### WHAT TO WORK ON:
Render each request in the listing below as one row of a two-column CSV with the headers request and answer, putting each in a single quoted field with line breaks replaced by spaces. Cover every request in the listing, and leave the pictures out.

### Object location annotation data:
-- START --
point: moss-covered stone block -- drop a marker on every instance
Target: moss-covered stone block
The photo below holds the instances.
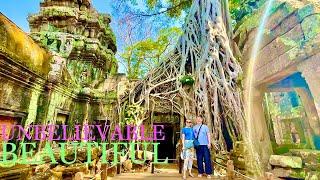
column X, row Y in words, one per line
column 286, row 161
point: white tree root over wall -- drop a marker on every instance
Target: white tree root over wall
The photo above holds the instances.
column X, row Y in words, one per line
column 203, row 51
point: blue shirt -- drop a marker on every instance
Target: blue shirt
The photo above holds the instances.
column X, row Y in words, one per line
column 188, row 133
column 203, row 137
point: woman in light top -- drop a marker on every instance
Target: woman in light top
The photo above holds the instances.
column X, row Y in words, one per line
column 187, row 137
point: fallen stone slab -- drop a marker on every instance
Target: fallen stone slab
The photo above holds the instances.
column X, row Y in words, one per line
column 285, row 161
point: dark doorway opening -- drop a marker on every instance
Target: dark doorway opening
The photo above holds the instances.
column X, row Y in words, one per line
column 166, row 148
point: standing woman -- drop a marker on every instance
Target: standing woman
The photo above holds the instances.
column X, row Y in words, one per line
column 187, row 137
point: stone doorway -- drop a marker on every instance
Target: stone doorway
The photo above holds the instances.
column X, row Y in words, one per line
column 291, row 115
column 166, row 148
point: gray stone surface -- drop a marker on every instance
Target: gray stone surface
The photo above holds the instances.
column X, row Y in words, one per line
column 286, row 161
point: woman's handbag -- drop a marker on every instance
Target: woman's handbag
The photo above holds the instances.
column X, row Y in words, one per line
column 196, row 141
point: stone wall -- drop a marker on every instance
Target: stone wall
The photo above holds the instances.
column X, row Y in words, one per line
column 290, row 44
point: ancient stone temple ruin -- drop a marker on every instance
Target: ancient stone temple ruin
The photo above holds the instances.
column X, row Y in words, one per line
column 64, row 73
column 286, row 90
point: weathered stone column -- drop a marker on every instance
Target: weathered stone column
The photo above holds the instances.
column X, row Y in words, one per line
column 310, row 70
column 310, row 109
column 259, row 129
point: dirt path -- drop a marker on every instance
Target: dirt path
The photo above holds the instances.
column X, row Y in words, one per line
column 162, row 174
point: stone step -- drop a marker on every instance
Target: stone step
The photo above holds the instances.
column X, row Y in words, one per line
column 286, row 161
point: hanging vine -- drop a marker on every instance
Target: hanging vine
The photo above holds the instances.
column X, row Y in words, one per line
column 203, row 56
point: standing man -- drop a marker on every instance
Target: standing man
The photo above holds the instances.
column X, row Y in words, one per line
column 202, row 133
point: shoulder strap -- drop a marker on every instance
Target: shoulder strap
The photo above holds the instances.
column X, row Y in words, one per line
column 199, row 132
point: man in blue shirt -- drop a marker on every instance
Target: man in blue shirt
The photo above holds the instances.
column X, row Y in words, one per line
column 202, row 133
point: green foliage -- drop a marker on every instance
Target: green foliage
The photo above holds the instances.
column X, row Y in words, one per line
column 187, row 80
column 241, row 8
column 174, row 7
column 133, row 114
column 143, row 55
-- END --
### RESPONSE TO THE EXERCISE:
request,answer
"point: moss-covered stone block -- drop a marker on every instance Target: moss-covered stone block The photo below holds the instances. column X, row Y in words, one per line","column 286, row 161"
"point: white tree root over wall -- drop a marker on every instance Target: white tree root over wall The photo above holds the instances. column X, row Y in words, one per line","column 203, row 51"
"point: blue shirt -- drop a marker on every instance Target: blue shirt The photo above holds the instances. column X, row Y in words, one per line","column 188, row 133 column 203, row 137"
"point: woman in light top -- drop a marker on every instance Target: woman in light top The photo above holds the instances. column X, row Y in words, one per line","column 187, row 137"
"point: fallen stone slab -- drop a marker on every instance Target: fallen stone slab The photo above holds the instances. column X, row Y in words, one per line","column 285, row 161"
"point: dark doorway opening -- drop a marker on every instance Target: dark doorway opening The photo above holds the instances. column X, row Y in words, one per line","column 166, row 148"
"point: standing woman -- drop a marker on every instance Target: standing woman The photo above holds the instances. column X, row Y in words, one per line","column 187, row 137"
"point: stone doorway -- drop a marker on every instance Target: stone doorway The photo above holds the instances. column X, row Y in words, one per line","column 291, row 115 column 166, row 148"
"point: gray stone surface -- drop a marker on every instance Target: gray stone surface The photo above holds the instances. column X, row Y in words, one per line","column 286, row 161"
"point: woman's handbag -- drop a marker on every instance Target: woman's handbag The photo above holds the instances. column X, row Y in words, one per line","column 196, row 141"
"point: stone wall -- drop a marker on every instance Target: stone wall The photo above holds the instances. column X, row Y in words, one per line","column 290, row 44"
"point: ancient stone temple ruin -- drop a marker on every instance Target: ancient stone temple ruin The photo above holds the instances. column X, row Y in words, one per line","column 64, row 73 column 286, row 90"
"point: weathered stone column -- drop a marker on every instance Target: weathered stone column The photo above holds the instances. column X, row Y in words, one per line","column 310, row 70 column 310, row 109 column 259, row 129"
"point: dirt path -- drop a marker on every instance Target: dirt path The photo above holds the instances. column X, row Y in words, one per line","column 162, row 174"
"point: stone step -- drop a marker on every instance Target: stone step The photo above holds the instances. column X, row Y in words, one per line","column 286, row 161"
"point: hanging vine -- drop a marker on every instance Target: hanging vine The photo above holds the instances. column X, row Y in words, one per line","column 203, row 56"
"point: standing man -- drop a marker on every instance Target: standing man The photo above holds the instances. column X, row Y in words, one per line","column 202, row 133"
"point: shoulder strap -- drop a marker on every instance Target: shoulder strap The photo above holds the instances. column X, row Y in words, one per line","column 199, row 132"
"point: man in blue shirt -- drop a marker on every instance Target: man in blue shirt The photo above holds the instances. column X, row Y in words, one per line","column 202, row 133"
"point: green foliage -- drop a marker on every instance Target: green foliage The photo above holds the instances. column X, row Y in words, one per line","column 187, row 80 column 241, row 8 column 174, row 7 column 133, row 114 column 143, row 55"